**Your instructions**
Report how many lines of the records contain the string "roof", giving only the number.

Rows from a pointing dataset
----------
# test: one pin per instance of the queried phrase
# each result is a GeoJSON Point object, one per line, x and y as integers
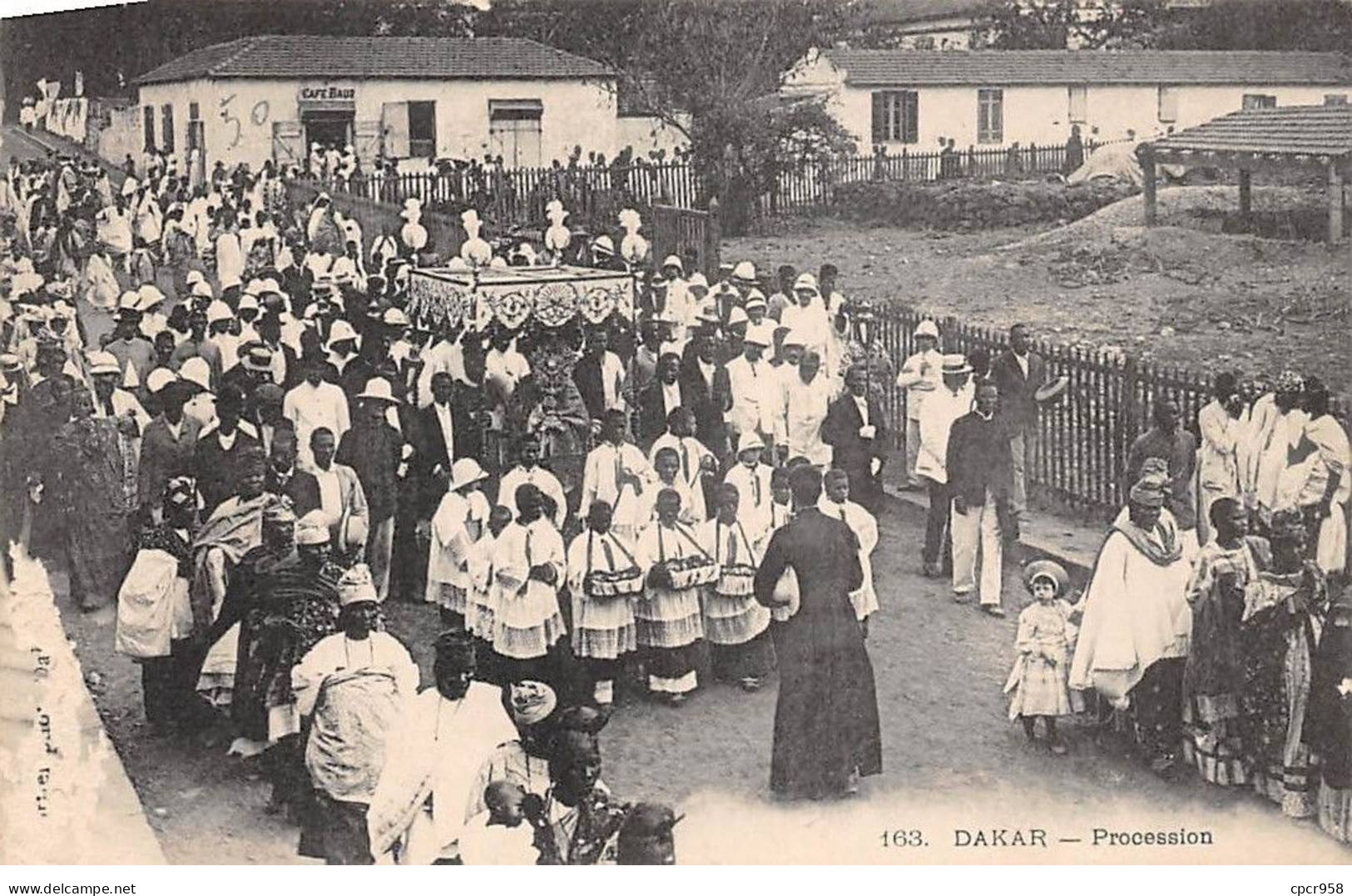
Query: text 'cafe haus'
{"type": "Point", "coordinates": [272, 97]}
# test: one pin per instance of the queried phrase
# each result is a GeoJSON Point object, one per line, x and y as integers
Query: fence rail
{"type": "Point", "coordinates": [594, 194]}
{"type": "Point", "coordinates": [1085, 435]}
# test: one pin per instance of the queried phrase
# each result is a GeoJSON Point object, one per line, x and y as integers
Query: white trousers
{"type": "Point", "coordinates": [913, 449]}
{"type": "Point", "coordinates": [978, 527]}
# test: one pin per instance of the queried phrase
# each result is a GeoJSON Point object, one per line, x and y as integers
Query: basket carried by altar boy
{"type": "Point", "coordinates": [620, 582]}
{"type": "Point", "coordinates": [686, 572]}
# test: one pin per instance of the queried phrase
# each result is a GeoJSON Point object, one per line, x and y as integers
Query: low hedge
{"type": "Point", "coordinates": [973, 205]}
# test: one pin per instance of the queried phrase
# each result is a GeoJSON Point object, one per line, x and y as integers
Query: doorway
{"type": "Point", "coordinates": [328, 129]}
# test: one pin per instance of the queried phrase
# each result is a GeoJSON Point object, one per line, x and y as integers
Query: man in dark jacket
{"type": "Point", "coordinates": [979, 474]}
{"type": "Point", "coordinates": [288, 480]}
{"type": "Point", "coordinates": [705, 392]}
{"type": "Point", "coordinates": [856, 432]}
{"type": "Point", "coordinates": [374, 450]}
{"type": "Point", "coordinates": [659, 399]}
{"type": "Point", "coordinates": [1018, 374]}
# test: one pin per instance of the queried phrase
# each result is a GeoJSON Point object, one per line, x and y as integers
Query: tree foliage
{"type": "Point", "coordinates": [1057, 25]}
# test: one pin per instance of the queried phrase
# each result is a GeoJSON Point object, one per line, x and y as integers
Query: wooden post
{"type": "Point", "coordinates": [1148, 171]}
{"type": "Point", "coordinates": [1246, 195]}
{"type": "Point", "coordinates": [1335, 203]}
{"type": "Point", "coordinates": [713, 240]}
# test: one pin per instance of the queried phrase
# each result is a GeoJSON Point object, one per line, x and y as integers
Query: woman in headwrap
{"type": "Point", "coordinates": [97, 496]}
{"type": "Point", "coordinates": [1280, 629]}
{"type": "Point", "coordinates": [291, 603]}
{"type": "Point", "coordinates": [1328, 720]}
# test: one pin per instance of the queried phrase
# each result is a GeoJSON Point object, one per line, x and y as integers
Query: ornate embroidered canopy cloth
{"type": "Point", "coordinates": [549, 296]}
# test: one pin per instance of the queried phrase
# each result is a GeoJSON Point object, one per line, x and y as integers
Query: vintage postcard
{"type": "Point", "coordinates": [676, 432]}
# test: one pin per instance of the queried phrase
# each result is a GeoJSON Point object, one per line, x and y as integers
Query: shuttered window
{"type": "Point", "coordinates": [166, 127]}
{"type": "Point", "coordinates": [1168, 104]}
{"type": "Point", "coordinates": [990, 115]}
{"type": "Point", "coordinates": [897, 116]}
{"type": "Point", "coordinates": [1077, 101]}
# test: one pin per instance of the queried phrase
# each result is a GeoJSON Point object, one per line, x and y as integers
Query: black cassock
{"type": "Point", "coordinates": [826, 716]}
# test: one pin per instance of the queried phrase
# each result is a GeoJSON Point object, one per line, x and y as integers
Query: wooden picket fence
{"type": "Point", "coordinates": [1086, 434]}
{"type": "Point", "coordinates": [595, 194]}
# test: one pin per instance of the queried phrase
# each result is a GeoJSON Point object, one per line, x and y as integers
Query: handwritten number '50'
{"type": "Point", "coordinates": [259, 116]}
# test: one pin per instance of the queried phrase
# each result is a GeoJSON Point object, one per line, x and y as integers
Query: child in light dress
{"type": "Point", "coordinates": [1038, 684]}
{"type": "Point", "coordinates": [501, 835]}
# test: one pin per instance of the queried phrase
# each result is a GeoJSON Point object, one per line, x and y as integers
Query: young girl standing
{"type": "Point", "coordinates": [1038, 684]}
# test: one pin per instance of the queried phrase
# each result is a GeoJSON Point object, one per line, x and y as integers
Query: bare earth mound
{"type": "Point", "coordinates": [1176, 294]}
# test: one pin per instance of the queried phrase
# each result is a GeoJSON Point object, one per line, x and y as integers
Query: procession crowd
{"type": "Point", "coordinates": [234, 426]}
{"type": "Point", "coordinates": [220, 419]}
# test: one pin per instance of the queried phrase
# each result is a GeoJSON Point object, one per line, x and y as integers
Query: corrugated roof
{"type": "Point", "coordinates": [1286, 130]}
{"type": "Point", "coordinates": [329, 57]}
{"type": "Point", "coordinates": [869, 68]}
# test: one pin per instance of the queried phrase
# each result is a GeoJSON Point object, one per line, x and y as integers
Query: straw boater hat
{"type": "Point", "coordinates": [103, 363]}
{"type": "Point", "coordinates": [378, 389]}
{"type": "Point", "coordinates": [532, 701]}
{"type": "Point", "coordinates": [761, 334]}
{"type": "Point", "coordinates": [465, 472]}
{"type": "Point", "coordinates": [198, 372]}
{"type": "Point", "coordinates": [160, 378]}
{"type": "Point", "coordinates": [356, 587]}
{"type": "Point", "coordinates": [341, 331]}
{"type": "Point", "coordinates": [956, 364]}
{"type": "Point", "coordinates": [1047, 569]}
{"type": "Point", "coordinates": [257, 359]}
{"type": "Point", "coordinates": [218, 311]}
{"type": "Point", "coordinates": [313, 528]}
{"type": "Point", "coordinates": [750, 441]}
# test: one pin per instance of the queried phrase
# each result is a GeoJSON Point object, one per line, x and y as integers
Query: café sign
{"type": "Point", "coordinates": [328, 93]}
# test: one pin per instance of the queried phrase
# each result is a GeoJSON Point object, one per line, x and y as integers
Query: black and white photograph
{"type": "Point", "coordinates": [676, 433]}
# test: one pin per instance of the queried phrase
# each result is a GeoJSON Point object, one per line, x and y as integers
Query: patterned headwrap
{"type": "Point", "coordinates": [1155, 467]}
{"type": "Point", "coordinates": [1148, 493]}
{"type": "Point", "coordinates": [1290, 381]}
{"type": "Point", "coordinates": [179, 491]}
{"type": "Point", "coordinates": [532, 701]}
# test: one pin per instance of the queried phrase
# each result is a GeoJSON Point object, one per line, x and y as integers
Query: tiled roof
{"type": "Point", "coordinates": [329, 57]}
{"type": "Point", "coordinates": [902, 68]}
{"type": "Point", "coordinates": [1286, 130]}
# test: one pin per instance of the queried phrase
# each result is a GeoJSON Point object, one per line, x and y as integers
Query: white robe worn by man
{"type": "Point", "coordinates": [432, 764]}
{"type": "Point", "coordinates": [1136, 610]}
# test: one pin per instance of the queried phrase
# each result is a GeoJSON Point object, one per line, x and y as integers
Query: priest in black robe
{"type": "Point", "coordinates": [826, 731]}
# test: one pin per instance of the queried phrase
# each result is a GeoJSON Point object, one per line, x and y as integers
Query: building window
{"type": "Point", "coordinates": [1168, 104]}
{"type": "Point", "coordinates": [897, 116]}
{"type": "Point", "coordinates": [990, 115]}
{"type": "Point", "coordinates": [151, 129]}
{"type": "Point", "coordinates": [166, 127]}
{"type": "Point", "coordinates": [422, 130]}
{"type": "Point", "coordinates": [514, 131]}
{"type": "Point", "coordinates": [1077, 101]}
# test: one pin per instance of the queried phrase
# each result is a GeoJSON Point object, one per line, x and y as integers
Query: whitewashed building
{"type": "Point", "coordinates": [994, 97]}
{"type": "Point", "coordinates": [270, 97]}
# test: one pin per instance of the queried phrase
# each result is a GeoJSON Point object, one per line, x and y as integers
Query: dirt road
{"type": "Point", "coordinates": [952, 761]}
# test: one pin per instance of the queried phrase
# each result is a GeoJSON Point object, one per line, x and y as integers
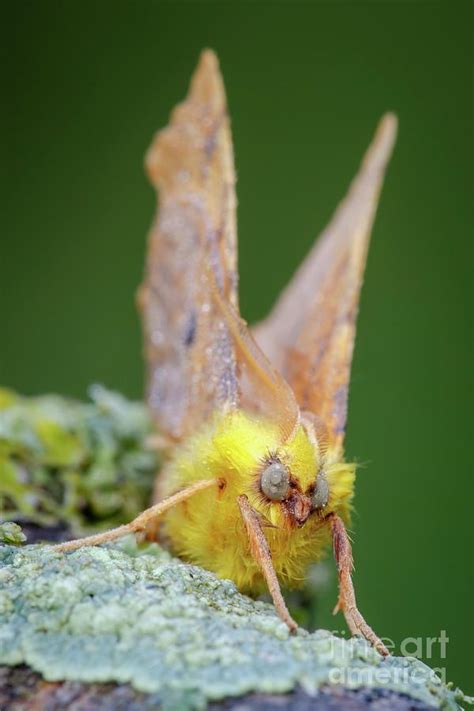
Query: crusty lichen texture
{"type": "Point", "coordinates": [117, 614]}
----------
**Final result**
2